» Data for processing
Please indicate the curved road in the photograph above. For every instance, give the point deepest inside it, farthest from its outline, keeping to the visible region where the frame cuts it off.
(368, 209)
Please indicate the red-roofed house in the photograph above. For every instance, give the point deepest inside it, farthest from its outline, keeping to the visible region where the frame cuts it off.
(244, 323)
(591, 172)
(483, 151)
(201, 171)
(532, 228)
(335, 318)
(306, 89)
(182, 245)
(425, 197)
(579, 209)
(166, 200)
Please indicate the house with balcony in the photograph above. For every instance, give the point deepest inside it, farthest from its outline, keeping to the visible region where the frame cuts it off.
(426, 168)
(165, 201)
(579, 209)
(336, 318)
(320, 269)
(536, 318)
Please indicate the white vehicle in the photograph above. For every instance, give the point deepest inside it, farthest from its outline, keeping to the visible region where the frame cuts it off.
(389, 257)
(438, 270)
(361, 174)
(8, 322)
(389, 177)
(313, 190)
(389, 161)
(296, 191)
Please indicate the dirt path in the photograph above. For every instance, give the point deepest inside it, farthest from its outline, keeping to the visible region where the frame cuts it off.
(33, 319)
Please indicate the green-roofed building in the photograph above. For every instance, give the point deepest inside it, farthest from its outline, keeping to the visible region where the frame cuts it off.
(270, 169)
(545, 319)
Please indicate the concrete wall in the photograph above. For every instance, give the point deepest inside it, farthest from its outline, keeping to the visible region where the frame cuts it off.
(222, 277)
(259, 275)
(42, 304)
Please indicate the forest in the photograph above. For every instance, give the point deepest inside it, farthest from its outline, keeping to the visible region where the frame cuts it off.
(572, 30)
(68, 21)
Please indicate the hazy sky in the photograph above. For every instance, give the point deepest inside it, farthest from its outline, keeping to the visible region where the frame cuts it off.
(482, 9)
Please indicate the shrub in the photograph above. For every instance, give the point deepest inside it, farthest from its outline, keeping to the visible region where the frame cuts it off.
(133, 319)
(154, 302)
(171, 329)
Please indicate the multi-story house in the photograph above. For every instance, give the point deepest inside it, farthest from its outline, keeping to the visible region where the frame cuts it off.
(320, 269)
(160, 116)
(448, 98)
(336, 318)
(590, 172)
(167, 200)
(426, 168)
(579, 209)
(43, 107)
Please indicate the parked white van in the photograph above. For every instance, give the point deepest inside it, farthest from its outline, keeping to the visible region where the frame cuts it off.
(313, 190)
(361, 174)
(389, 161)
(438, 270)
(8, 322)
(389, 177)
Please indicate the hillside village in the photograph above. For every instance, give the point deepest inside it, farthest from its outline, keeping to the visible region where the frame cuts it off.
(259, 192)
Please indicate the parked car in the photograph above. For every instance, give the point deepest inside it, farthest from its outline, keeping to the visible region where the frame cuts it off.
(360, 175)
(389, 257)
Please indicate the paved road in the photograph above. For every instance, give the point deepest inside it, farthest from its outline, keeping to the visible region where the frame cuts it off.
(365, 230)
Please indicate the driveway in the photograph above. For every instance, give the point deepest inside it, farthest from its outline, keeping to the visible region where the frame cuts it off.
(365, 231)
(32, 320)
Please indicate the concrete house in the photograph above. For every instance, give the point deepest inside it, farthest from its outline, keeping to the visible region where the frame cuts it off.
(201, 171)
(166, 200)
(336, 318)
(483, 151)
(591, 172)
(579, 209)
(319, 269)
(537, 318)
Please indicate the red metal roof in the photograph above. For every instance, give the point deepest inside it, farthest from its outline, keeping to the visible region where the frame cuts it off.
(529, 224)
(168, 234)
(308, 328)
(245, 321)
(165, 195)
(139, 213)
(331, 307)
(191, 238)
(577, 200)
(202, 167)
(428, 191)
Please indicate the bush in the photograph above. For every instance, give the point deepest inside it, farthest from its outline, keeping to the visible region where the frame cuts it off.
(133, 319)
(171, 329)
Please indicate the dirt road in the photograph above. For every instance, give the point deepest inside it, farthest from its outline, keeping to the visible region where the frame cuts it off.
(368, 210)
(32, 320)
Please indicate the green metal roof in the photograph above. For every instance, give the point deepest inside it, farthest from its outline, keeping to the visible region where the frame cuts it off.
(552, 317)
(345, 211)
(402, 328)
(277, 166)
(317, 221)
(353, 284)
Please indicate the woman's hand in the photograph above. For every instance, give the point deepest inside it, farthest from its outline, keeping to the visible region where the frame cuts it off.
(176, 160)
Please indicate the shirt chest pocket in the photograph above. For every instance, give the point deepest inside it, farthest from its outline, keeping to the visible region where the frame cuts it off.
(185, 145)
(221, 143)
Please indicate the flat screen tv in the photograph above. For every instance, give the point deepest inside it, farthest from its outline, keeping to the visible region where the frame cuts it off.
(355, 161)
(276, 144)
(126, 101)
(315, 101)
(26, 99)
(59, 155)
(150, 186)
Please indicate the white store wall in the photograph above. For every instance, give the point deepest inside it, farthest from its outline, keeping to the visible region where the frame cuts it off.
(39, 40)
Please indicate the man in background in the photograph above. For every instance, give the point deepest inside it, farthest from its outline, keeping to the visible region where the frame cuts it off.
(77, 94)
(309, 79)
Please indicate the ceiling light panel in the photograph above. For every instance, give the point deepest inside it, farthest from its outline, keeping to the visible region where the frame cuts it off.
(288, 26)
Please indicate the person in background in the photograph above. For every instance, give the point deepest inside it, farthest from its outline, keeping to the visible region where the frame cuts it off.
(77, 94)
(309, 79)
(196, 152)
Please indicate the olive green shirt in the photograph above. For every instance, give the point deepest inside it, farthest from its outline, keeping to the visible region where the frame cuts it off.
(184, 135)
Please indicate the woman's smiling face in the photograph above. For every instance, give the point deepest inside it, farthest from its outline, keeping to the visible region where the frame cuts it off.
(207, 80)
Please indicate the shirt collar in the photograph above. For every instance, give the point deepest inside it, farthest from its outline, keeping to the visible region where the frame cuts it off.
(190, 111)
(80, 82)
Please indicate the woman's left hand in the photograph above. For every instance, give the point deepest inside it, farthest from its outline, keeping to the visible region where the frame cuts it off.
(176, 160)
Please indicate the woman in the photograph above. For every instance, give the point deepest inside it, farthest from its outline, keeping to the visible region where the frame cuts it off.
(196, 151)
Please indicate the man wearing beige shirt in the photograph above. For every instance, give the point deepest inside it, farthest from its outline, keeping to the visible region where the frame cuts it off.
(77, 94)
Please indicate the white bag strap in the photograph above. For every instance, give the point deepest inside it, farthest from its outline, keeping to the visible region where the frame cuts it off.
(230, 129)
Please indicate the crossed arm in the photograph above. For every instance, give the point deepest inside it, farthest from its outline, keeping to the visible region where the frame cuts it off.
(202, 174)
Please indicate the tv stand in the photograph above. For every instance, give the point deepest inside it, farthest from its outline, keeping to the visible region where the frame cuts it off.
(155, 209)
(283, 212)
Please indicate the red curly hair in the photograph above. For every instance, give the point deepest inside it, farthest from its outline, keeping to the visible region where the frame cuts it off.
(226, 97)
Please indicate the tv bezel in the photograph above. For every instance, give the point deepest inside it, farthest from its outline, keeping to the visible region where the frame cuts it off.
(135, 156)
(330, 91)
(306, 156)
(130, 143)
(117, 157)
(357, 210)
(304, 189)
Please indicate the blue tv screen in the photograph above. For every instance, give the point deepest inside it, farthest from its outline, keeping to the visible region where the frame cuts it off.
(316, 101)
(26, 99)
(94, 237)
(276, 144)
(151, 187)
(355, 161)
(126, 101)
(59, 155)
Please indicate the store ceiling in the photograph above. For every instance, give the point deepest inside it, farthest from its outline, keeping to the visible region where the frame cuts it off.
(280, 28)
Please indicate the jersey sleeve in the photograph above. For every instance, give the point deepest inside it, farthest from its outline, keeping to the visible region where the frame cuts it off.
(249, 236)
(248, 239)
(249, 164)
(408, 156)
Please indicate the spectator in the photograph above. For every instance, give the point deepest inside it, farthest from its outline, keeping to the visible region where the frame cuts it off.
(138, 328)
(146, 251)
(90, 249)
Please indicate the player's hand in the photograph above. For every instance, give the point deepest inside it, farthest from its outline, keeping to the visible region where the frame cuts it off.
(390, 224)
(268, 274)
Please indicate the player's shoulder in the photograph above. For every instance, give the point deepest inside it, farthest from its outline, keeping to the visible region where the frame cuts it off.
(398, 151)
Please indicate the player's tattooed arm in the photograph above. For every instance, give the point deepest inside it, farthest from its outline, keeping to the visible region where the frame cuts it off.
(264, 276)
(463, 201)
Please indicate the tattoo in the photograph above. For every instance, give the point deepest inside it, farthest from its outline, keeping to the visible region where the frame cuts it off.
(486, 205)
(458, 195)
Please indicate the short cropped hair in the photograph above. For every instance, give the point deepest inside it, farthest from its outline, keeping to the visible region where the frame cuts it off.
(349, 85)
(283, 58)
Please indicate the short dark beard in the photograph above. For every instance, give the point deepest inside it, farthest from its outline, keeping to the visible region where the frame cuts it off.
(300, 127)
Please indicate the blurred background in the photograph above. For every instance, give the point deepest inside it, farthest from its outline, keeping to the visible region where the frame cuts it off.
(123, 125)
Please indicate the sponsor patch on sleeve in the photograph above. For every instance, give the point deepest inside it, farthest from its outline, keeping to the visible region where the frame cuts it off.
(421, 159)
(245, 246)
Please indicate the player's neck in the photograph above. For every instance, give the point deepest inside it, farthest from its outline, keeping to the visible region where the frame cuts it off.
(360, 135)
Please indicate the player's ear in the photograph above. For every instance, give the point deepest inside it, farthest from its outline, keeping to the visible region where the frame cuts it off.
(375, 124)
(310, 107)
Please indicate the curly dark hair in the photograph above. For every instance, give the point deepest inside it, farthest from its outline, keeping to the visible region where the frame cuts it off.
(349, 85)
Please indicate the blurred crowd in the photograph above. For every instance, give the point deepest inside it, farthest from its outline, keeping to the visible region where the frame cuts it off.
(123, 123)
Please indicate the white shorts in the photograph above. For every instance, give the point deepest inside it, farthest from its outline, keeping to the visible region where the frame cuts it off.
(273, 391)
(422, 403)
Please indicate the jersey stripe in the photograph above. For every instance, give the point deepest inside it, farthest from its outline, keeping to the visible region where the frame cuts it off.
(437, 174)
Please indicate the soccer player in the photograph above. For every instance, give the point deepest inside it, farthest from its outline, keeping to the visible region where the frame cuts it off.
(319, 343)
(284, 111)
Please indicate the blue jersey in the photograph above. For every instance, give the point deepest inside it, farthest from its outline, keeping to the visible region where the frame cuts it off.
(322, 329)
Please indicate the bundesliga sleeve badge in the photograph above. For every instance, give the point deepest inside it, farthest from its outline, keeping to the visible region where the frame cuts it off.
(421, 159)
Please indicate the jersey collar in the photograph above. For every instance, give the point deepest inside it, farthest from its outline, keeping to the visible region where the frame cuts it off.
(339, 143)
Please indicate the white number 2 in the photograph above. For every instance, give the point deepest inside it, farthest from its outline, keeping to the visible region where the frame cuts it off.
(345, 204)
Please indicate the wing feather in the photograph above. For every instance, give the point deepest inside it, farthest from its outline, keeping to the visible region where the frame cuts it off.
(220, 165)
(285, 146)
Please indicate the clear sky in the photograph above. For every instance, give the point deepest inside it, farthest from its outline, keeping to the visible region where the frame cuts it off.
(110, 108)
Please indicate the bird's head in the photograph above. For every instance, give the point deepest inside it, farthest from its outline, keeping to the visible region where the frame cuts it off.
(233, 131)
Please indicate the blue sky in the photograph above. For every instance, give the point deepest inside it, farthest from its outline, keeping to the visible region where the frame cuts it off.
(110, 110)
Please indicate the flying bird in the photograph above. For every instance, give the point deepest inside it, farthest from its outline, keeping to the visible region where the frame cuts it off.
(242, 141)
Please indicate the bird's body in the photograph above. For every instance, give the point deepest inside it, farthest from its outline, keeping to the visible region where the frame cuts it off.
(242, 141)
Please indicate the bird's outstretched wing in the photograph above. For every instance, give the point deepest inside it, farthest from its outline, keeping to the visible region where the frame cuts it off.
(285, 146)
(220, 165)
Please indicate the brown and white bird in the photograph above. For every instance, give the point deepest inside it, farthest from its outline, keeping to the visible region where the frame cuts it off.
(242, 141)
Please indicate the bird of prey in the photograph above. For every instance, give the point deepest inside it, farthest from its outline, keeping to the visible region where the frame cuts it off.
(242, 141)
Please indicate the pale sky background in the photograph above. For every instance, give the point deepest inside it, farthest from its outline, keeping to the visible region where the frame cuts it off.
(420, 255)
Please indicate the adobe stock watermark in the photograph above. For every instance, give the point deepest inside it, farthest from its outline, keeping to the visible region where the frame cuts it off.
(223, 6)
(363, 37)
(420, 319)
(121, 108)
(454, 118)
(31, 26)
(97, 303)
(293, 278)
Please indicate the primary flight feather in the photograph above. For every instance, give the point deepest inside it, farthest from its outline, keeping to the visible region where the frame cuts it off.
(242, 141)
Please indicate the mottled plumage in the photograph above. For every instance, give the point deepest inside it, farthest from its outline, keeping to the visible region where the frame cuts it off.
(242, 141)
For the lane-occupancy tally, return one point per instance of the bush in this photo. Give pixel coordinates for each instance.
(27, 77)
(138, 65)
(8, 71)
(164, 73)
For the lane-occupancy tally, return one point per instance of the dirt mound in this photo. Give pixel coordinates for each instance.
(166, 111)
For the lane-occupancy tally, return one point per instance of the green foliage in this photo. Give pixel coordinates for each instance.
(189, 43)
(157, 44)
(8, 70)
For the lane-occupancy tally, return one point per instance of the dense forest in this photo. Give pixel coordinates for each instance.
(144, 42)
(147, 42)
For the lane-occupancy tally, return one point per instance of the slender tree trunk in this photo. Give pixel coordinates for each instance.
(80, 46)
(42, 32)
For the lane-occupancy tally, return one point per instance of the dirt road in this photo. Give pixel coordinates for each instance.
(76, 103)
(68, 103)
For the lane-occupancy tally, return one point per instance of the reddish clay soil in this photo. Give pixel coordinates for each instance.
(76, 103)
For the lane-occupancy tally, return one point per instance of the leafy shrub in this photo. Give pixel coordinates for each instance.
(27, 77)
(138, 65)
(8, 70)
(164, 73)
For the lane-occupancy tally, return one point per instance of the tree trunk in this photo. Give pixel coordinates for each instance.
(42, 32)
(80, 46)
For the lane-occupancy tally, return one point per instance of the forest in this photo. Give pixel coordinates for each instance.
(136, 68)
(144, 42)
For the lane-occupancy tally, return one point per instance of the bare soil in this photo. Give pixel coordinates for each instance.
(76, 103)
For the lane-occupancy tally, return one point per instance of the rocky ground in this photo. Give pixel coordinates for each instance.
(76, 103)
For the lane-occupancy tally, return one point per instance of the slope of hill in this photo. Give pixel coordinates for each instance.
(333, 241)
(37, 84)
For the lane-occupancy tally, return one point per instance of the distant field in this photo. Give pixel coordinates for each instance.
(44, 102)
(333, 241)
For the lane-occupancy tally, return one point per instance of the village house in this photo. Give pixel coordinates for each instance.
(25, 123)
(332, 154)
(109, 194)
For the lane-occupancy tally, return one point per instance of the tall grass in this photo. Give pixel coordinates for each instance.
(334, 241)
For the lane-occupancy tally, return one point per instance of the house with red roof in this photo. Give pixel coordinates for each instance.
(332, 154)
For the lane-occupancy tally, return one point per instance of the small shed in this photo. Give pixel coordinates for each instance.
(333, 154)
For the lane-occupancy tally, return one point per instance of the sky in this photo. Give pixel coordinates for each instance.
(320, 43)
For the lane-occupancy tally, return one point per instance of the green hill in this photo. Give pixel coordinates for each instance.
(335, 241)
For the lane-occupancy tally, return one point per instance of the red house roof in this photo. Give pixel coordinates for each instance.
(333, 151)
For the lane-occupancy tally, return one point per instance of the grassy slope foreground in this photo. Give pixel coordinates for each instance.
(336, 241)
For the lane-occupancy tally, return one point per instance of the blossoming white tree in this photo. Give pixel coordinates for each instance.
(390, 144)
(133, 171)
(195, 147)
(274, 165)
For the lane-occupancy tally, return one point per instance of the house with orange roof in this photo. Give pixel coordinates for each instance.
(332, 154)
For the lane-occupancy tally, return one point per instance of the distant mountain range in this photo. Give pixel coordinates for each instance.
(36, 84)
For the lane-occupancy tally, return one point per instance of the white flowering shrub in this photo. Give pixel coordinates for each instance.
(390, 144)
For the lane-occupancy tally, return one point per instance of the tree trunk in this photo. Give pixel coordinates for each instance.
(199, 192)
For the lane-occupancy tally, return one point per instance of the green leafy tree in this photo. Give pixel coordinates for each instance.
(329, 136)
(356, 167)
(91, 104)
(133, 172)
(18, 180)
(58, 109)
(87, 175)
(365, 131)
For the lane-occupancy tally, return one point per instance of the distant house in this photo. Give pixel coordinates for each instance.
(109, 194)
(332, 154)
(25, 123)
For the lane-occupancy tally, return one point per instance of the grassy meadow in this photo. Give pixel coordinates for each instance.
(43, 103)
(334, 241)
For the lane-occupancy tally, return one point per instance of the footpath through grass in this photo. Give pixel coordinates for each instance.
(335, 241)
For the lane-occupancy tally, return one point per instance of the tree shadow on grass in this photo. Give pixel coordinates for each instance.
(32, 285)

» Your instructions
Retype word for word the lines running from the line containing "of the footpath" to the end of the listing, and only those.

» Exercise output
For the lane-occupancy tally, return one point per instance of the footpath through grass in this photo. Give pixel coordinates for each instance.
(335, 241)
For the lane-occupancy tally, return one point per instance of the tree shadow on grass in this photo. Give pixel coordinates for each instance.
(32, 285)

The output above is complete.